Required work -
Search the records for the string "below", then copy each line where it appears.

Data shown -
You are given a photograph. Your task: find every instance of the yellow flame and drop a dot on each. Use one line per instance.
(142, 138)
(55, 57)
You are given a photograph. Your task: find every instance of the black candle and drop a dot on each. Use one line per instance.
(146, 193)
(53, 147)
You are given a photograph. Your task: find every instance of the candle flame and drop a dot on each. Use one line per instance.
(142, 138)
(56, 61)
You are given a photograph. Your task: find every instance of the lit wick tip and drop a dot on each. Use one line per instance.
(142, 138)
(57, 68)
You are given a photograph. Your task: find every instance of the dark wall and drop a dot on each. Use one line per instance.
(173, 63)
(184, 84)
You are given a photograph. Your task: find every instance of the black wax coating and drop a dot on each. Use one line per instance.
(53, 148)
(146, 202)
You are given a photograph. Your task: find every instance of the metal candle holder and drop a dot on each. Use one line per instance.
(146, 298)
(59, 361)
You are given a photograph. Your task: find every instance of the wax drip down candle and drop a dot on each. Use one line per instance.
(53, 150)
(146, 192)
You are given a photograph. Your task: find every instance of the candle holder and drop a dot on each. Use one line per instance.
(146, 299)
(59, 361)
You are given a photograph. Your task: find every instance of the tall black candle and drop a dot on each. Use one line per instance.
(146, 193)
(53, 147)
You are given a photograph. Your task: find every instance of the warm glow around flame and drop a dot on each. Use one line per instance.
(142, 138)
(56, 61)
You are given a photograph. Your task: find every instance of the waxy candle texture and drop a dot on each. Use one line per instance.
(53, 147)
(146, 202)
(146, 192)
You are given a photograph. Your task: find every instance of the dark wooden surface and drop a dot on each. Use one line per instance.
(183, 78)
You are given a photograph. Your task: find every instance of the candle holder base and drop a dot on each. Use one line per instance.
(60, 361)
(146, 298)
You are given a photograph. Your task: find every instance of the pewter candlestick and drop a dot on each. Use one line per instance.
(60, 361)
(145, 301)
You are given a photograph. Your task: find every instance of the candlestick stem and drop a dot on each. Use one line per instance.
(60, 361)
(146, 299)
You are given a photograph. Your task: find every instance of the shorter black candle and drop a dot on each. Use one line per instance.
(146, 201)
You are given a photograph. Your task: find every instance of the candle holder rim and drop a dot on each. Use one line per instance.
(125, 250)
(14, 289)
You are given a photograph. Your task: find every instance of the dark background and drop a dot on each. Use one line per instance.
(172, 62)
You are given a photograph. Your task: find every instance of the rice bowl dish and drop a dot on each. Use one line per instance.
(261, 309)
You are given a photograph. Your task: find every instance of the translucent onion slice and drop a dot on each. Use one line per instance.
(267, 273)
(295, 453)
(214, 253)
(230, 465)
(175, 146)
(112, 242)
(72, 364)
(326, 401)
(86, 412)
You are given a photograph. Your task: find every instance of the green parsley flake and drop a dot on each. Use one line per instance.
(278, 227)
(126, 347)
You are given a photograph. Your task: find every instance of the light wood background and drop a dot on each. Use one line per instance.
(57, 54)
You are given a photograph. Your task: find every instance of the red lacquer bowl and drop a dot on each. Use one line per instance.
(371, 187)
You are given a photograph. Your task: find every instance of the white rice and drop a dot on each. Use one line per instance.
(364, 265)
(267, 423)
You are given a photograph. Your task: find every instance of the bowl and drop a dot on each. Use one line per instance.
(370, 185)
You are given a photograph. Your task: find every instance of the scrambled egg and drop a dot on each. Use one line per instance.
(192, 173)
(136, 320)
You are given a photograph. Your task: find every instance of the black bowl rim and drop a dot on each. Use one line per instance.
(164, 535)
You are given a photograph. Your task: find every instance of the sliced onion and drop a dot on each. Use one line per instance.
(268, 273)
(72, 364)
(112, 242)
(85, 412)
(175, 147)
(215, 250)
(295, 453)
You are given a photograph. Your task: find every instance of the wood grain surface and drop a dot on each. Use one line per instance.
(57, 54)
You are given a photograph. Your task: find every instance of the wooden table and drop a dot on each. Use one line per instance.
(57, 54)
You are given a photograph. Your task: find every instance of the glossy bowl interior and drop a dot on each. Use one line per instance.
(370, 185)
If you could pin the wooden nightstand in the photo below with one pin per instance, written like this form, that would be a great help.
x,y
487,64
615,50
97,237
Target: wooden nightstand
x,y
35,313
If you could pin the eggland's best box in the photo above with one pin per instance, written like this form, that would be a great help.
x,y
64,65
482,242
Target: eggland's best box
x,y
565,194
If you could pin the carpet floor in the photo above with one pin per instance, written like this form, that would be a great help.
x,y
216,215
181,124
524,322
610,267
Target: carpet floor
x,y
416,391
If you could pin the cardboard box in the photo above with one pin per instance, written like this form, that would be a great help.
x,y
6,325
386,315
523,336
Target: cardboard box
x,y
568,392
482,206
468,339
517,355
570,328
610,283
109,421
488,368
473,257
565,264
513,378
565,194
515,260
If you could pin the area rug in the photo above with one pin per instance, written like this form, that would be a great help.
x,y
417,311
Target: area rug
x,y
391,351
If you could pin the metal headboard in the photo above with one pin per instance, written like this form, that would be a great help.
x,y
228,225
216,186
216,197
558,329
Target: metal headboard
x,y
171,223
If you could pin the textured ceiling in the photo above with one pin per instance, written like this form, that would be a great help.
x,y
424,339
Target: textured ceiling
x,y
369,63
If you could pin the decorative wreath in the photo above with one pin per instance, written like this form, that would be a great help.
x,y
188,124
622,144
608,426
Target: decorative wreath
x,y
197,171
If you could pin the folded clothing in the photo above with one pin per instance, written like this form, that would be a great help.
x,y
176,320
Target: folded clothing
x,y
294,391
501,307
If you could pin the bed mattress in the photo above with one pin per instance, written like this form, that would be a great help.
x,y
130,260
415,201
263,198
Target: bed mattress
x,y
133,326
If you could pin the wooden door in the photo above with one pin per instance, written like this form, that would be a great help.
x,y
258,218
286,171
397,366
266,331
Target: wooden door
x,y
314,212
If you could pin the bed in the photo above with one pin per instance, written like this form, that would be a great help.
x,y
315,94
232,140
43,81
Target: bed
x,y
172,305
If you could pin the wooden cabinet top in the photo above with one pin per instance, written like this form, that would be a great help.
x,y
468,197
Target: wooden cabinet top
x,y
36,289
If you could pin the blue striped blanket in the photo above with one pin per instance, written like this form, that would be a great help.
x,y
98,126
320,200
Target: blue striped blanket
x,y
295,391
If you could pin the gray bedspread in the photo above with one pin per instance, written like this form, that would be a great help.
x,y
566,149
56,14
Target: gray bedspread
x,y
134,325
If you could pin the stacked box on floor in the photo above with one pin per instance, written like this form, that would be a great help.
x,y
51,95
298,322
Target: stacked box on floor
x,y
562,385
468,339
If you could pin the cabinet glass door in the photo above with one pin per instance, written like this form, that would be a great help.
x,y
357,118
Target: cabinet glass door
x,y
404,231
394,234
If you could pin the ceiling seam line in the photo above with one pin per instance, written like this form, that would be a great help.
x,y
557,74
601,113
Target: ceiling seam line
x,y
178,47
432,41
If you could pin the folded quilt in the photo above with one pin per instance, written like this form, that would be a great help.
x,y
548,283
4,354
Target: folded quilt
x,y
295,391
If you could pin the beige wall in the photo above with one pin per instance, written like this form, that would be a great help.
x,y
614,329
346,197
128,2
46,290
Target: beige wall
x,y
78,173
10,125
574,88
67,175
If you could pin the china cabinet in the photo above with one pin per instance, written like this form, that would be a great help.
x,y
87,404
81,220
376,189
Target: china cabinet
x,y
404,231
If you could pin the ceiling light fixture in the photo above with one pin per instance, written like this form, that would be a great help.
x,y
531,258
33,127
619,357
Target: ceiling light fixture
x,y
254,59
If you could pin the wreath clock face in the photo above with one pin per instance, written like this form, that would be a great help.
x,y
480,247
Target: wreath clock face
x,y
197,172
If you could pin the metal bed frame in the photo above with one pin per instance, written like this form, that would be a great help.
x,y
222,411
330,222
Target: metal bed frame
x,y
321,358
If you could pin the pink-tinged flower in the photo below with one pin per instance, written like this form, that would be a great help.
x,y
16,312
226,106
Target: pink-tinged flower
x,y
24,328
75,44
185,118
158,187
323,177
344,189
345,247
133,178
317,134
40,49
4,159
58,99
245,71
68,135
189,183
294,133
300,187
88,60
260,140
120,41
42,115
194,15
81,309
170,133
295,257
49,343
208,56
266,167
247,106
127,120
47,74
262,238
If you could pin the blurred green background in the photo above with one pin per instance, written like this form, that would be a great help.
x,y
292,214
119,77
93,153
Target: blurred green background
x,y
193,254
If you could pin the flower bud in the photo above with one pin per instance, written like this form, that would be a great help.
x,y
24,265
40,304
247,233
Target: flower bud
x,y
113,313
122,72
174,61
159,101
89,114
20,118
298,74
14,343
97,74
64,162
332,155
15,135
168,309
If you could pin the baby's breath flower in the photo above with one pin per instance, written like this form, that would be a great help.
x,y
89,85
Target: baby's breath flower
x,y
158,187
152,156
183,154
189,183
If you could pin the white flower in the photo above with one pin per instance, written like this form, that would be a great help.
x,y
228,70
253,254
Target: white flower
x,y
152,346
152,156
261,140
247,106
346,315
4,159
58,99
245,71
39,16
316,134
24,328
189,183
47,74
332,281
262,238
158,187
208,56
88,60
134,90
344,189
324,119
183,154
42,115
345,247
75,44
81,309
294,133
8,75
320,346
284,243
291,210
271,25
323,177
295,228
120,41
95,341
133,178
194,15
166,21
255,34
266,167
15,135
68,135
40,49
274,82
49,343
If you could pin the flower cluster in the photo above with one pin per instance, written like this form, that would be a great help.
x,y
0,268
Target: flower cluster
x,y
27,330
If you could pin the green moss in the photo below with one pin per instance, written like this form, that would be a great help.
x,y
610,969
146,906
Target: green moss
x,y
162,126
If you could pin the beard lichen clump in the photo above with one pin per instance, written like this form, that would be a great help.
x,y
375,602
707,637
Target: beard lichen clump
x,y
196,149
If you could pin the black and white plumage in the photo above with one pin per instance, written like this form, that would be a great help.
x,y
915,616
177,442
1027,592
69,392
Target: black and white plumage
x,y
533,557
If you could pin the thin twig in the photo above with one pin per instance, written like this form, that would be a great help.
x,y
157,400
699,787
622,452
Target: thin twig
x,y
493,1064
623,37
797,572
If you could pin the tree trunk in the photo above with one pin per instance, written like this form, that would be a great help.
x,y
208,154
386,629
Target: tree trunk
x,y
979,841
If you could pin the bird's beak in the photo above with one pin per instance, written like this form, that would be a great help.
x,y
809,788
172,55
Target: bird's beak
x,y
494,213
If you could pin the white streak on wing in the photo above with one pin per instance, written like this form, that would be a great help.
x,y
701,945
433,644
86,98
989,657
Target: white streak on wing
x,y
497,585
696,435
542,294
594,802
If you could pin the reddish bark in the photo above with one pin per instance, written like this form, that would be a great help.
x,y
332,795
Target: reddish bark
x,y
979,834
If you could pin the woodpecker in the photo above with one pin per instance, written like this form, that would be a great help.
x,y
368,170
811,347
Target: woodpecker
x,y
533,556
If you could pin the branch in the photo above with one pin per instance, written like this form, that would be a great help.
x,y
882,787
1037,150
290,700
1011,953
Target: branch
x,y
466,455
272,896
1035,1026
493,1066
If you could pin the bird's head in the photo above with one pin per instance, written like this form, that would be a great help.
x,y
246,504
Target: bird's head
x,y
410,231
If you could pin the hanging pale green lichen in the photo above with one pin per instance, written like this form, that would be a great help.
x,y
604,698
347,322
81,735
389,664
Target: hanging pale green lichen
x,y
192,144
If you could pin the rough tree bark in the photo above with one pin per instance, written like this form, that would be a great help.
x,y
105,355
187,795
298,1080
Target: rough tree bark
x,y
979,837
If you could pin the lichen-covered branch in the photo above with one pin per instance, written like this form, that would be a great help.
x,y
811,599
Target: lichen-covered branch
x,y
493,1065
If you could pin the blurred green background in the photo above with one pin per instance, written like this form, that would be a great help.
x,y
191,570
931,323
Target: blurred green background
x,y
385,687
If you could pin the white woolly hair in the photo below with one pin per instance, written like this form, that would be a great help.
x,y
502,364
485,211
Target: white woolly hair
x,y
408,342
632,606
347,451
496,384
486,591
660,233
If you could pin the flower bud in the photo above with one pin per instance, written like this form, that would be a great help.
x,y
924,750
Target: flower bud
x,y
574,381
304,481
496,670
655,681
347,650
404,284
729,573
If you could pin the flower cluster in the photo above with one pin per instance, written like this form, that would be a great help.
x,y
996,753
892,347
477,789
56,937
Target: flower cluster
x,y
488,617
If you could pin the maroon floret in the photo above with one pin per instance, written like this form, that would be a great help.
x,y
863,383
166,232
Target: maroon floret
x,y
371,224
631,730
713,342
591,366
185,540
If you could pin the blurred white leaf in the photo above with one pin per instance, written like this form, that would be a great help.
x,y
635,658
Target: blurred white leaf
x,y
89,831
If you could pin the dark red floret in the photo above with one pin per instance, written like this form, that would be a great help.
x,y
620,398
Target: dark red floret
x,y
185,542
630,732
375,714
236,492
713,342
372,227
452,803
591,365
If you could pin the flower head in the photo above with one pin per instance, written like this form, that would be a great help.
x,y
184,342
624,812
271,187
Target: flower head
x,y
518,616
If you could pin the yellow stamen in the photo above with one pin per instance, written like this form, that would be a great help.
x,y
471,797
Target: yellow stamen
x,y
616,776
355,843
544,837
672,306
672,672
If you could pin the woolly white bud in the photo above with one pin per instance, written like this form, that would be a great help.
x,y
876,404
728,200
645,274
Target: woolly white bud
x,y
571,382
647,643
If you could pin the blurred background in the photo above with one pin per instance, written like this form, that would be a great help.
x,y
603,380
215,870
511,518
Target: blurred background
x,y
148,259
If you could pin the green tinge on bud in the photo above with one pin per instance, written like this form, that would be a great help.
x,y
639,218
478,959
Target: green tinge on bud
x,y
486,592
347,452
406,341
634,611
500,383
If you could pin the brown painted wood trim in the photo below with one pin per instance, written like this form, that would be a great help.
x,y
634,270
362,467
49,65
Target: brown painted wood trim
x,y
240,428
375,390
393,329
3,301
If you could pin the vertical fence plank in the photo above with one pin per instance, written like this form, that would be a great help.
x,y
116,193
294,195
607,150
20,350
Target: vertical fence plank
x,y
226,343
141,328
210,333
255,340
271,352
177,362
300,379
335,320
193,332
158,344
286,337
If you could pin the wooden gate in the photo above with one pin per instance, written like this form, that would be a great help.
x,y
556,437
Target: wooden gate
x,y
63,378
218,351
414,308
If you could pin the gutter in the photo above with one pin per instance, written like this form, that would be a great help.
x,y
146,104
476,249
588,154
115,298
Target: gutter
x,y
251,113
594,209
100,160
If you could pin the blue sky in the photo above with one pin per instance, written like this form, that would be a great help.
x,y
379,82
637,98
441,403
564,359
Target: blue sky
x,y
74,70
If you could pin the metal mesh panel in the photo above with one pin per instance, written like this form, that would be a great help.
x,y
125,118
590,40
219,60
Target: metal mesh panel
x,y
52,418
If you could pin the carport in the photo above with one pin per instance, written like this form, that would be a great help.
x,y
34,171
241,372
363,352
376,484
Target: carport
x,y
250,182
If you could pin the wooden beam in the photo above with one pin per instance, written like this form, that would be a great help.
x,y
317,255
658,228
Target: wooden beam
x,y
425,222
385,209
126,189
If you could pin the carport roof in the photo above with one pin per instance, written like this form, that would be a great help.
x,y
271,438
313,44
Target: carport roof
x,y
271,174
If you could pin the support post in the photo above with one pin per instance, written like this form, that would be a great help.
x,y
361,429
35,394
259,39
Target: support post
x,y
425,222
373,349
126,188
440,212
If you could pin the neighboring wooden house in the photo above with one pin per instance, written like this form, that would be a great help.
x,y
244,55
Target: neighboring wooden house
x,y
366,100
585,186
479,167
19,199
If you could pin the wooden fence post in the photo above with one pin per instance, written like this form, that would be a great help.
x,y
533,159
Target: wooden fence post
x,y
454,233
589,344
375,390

Result of the task -
If you could pin the wooden nightstand in the photo below with one pin per instance, written like this form, that would be a great help.
If you could pin the pink-tinged flower in the photo below with one pin per instance, written like this form, that would be a great help.
If you could pin the green moss in the photo below with one pin per instance, written like this form, that would be a great help.
If you could pin the white woolly hair in the photo below with one pin per instance, written like this form, that would be a great help.
If you could pin the brown painted wood trim in the photo below with one pin per instance, written like this form, that would be a great help.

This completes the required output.